NAND-based (flash) devices use the same general breed of memory found in cell phones and USB sticks. These memory devices do not require power to hold their state. Thus, they don't require a battery backup of any kind to ensure data integrity. On the other hand, they're several times slower than DRAM-based devices, though their speed is improving as the devices and their controllers mature.
MLC versus SLC SSDs
NAND devices come in two major flavours: MLC (multilevel cell) and SLC (single-level cell). MLC devices are so named because they can store a few bits of data in the same cell, whereas SLC devices can store only a single bit of data per cell. SLC devices are much more expensive to make because they require more transistors to store the same quantity of data, but they're significantly faster and have a longer lifespan than MLC devices.
Most consumer-grade SSDs, such as the one in your fancy new laptop, are likely MLC devices. In those applications, low cost, lower power usage, and higher reliability when dragged off your coffee table by your dog are key concerns, while raw performance is not. Any enterprise-grade NAND-based storage device is likely to be SLC-based - and much more expensive as a result.
It's all about the controller
As with traditional primary storage devices, NAND flash-based SSDs live or die by the functionality delivered by their controllers. The strength of the on-device controller represents a significant cost in delivering an enterprise-grade SSD, but the controller is also responsible for providing exceptional (or less than exceptional) reliability and performance. In addition, it's where significant technology growth and innovation is still taking place.
Unlike DRAM-based SSDs, flash-based SSDs suffer from long-term reliability issues. Individual single-bit SLC SSD cells usually wear out after about 5 million write cycles. Multibit MLC cells become unreliable after just 500,000 to 1 million write cycles.
To combat this issue, the SSD controller performs a technique called write-levelling that tries to spread writes across the cells that make up the SSD, to ensure relatively equal write-load distribution. Additionally, some SSD controllers use slack (unprovisioned) space that can take over from cells that are near the end of their expected lifetime.

* [DATA FOR REVIEW]

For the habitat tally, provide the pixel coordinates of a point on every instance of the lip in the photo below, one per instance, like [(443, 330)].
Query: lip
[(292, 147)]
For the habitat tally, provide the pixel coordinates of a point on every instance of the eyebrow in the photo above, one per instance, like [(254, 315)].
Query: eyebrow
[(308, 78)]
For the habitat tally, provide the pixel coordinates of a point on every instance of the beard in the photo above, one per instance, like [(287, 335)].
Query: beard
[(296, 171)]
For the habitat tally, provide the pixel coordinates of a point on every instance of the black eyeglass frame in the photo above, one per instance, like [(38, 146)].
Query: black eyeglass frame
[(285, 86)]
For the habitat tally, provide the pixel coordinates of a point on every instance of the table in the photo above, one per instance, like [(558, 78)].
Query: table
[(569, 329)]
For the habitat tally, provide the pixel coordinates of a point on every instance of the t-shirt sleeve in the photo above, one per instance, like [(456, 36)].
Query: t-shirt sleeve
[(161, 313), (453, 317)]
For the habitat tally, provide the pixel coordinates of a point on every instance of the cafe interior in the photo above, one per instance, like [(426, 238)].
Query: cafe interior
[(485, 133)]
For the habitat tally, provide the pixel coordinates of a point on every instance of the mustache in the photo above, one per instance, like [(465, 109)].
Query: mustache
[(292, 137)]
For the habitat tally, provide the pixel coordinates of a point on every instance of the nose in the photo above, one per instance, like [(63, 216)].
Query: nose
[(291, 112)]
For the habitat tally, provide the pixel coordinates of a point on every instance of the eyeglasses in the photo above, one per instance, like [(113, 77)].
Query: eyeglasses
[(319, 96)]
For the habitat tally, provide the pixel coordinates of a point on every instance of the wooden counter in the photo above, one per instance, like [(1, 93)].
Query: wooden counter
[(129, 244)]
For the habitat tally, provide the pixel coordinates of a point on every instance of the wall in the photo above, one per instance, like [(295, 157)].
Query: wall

* [WHAT THIS EXERCISE ASKS]
(1) Swap "primary storage devices" for "secondary storage devices" in the SSD passage, beginning at the words "It's all about" and stopping after "still taking place.".
(2) According to the SSD passage, what are the key concerns in consumer applications such as laptops? List them all.
(3) Write what comes next in the SSD passage, picking up after its final sentence.
The entries above are separate material, unrelated to the SSD passage.

* [EXPECTED OUTPUTS]
(1)
It's all about the controller
As with traditional secondary storage devices, NAND flash-based SSDs live or die by the functionality delivered by their controllers. The strength of the on-device controller represents a significant cost in delivering an enterprise-grade SSD, but the controller is also responsible for providing exceptional (or less than exceptional) reliability and performance. In addition, it's where significant technology growth and innovation is still taking place.

(2)
- low cost
- lower power usage
- higher reliability when dragged off your coffee table by your dog

(3)
Some cheaper controllers perform this write-levelling without regard to how much load the device is under, while others wait until the device is under lower load before running. This is one of many reasons that benchmarking performance on SSDs is difficult: Performance often looks stellar for a few hours until the write-levelling algorithm starts running, but then it crashes and burns.
Write-levelling can also have some unintended security side effects. Let's say you have an unencrypted file and then decide to encrypt it. As you do this, your server reads the unencrypted file from disk, encrypts it, and writes the encrypted file over the unencrypted file -- usually deleting it in the process. Due to how some write-leveling techniques work, it's possible for your server to believe that the unencrypted files have been overwritten when in fact they have not. Some controllers honour these requests and erase the blocks, while others do not.
Putting it all together
As you start digging into SSDs and deciding whether they're right for your primary storage environment, remember that they are a completely different animal than traditional spinning disks and are still undergoing growing pains. To be sure, the enormous performance potential of SSDs will ensure that they will be an option for IT for many years. Just don't charge into SSD usage without understanding how they work, so you don't have nasty surprises in your production environment.